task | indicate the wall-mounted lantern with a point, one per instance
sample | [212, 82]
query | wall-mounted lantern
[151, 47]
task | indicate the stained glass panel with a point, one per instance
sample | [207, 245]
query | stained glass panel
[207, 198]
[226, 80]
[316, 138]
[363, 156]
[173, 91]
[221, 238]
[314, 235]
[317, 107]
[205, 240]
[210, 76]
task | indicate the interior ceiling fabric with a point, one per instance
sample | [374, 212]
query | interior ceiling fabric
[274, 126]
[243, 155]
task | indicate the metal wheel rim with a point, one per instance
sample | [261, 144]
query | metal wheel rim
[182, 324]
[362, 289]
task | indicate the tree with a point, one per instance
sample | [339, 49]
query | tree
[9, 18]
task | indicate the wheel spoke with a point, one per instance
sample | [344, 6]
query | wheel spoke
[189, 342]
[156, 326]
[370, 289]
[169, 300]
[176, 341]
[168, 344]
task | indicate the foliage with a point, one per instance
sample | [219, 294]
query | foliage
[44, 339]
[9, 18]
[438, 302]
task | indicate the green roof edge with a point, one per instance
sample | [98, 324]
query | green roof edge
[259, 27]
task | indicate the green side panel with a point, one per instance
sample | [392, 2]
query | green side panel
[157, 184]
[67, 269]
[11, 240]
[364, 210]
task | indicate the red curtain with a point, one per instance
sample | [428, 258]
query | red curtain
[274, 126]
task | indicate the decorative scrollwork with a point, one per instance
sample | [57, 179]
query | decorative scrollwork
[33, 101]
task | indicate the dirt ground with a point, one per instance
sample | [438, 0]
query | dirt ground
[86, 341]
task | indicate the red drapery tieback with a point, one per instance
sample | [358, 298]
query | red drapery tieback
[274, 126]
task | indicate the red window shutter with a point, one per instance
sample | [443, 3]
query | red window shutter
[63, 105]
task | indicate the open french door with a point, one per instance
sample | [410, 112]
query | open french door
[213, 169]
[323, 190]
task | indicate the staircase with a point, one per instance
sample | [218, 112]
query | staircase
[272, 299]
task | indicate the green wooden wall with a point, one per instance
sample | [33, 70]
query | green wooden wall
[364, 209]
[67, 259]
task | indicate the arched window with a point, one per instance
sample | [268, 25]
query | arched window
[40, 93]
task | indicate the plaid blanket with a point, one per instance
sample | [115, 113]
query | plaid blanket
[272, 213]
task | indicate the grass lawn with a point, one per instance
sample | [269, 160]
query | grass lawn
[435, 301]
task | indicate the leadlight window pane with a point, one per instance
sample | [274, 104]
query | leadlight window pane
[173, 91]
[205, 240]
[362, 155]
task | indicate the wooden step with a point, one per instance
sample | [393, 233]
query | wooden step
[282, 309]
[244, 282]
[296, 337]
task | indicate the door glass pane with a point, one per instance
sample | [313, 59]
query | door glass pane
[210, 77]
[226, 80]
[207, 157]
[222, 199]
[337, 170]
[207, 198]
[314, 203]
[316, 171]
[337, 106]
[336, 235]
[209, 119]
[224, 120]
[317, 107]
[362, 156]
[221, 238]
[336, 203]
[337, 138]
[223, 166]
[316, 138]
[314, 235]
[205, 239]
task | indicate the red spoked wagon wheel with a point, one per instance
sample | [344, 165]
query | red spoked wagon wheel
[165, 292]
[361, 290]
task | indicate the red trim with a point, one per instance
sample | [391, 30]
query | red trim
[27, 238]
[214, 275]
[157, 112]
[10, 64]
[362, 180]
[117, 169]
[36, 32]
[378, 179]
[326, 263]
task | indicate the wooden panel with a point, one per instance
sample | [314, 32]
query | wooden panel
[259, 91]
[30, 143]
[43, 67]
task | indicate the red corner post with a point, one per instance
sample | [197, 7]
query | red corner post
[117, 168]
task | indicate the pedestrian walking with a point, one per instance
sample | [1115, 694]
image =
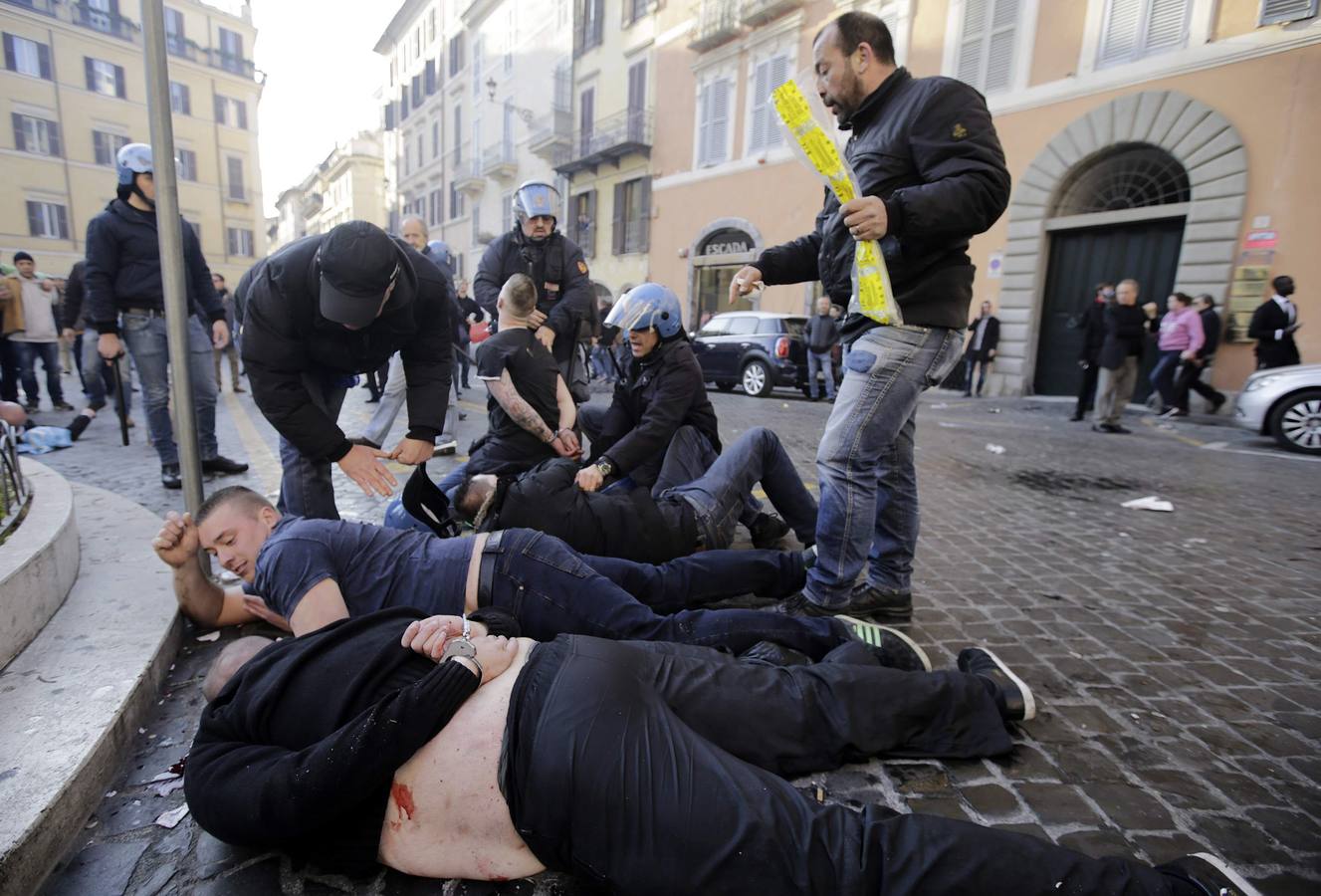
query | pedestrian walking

▶ **Written exercise**
All records must be output exactly as they are, except for the pictures, which are left out.

▶ **Task result**
task | indicate the wall-mounted lantern with a point, one per instance
sample | [212, 82]
query | wall-mounted lantern
[151, 47]
task | indicate the stained glass panel with a point, one per instance
sample | [207, 245]
query | stained glass panel
[207, 198]
[226, 80]
[316, 138]
[363, 156]
[173, 91]
[221, 238]
[314, 235]
[317, 107]
[205, 240]
[210, 76]
task | indicate the interior ceiling fabric with a point, one per instance
sample | [374, 212]
query | interior ceiling fabric
[274, 126]
[243, 155]
task | indicate the metal wheel rim with a point, one per instance
sample | [261, 144]
query | metal wheel rim
[182, 324]
[362, 289]
task | indicate the tree with a point, one per instance
sample | [339, 49]
query | tree
[9, 18]
task | indicate the wheel spoke with a point, one per instance
sample | [344, 6]
query | wheel spoke
[189, 342]
[156, 326]
[370, 289]
[169, 300]
[176, 341]
[168, 344]
task | indicate the foliage with a point, one per instance
sample | [219, 294]
query | foliage
[44, 339]
[9, 18]
[438, 302]
task | indicate the green roof edge with a point, one per instance
sample | [98, 324]
query | green roof edge
[259, 27]
task | indicate the green side panel with a point, one per instance
sample | [392, 2]
query | green side panel
[157, 184]
[67, 269]
[11, 240]
[364, 210]
task | indicate the red curtain with a point, one per instance
sample | [428, 258]
query | red curtain
[274, 126]
task | indicate the decorative scrollwork with a point, one per instance
sample | [57, 179]
query | decorative scrollwork
[33, 101]
task | indicate the dirt ground with a point, one per instance
sample | [438, 0]
query | dirt ground
[86, 341]
task | indicate the red drapery tieback with a point, one per instance
sample | [358, 298]
query | red drapery tieback
[274, 126]
task | indicate the red window shutter with a point, one per instance
sample | [443, 3]
query | red window shutter
[63, 105]
task | indicate the open french door with a point, one per instance
sample | [410, 112]
query | open french door
[213, 169]
[323, 190]
task | indicate the staircase with a point, one per instance
sample | [218, 112]
query | staircase
[272, 299]
task | indicate the green wooden wall with a point, one per instance
sample | [33, 70]
query | green wooden wall
[364, 209]
[67, 259]
task | indicate the arched window with a point, one per instance
sample | [268, 25]
query | arched window
[40, 93]
task | indicate the plaid blanket with a point, one per instance
sample | [115, 113]
query | plaid blanket
[272, 213]
task | indicate the grass lawn with a point, one per instance
sample | [269, 160]
query | grass lawn
[435, 301]
task | indicate the leadlight window pane with a point, one per instance
sample | [274, 104]
query | leadlight window pane
[173, 91]
[205, 240]
[362, 155]
task | indicate the wooden step with a point, one per instance
sample | [393, 233]
query | wooden step
[282, 309]
[244, 282]
[296, 337]
task | indicate the door glass pane with a point, one per instance
sample | [313, 59]
query | door glass pane
[210, 77]
[226, 80]
[207, 157]
[222, 199]
[337, 170]
[207, 198]
[314, 203]
[316, 171]
[337, 106]
[336, 235]
[209, 119]
[224, 120]
[317, 107]
[362, 156]
[221, 238]
[336, 203]
[337, 138]
[223, 166]
[316, 138]
[314, 235]
[205, 239]
task | indicate the red spoked wagon wheel with a point, one per instance
sample | [344, 165]
query | red spoked wagon wheel
[165, 292]
[361, 290]
task | indicate the red trim with a point, one per instance
sample | [391, 30]
query | red trim
[27, 238]
[214, 275]
[157, 112]
[10, 64]
[362, 180]
[117, 169]
[36, 32]
[378, 179]
[326, 263]
task | indicate the wooden panel with a point, one per instance
sample | [314, 32]
query | wooden panel
[259, 91]
[30, 143]
[43, 67]
task | indicate the red corner post with a point, one per instance
sample | [197, 7]
query | red corner post
[117, 168]
task | indicate the pedestrian walking with a point, one per instance
sample | [1115, 694]
image =
query | pedestrian walking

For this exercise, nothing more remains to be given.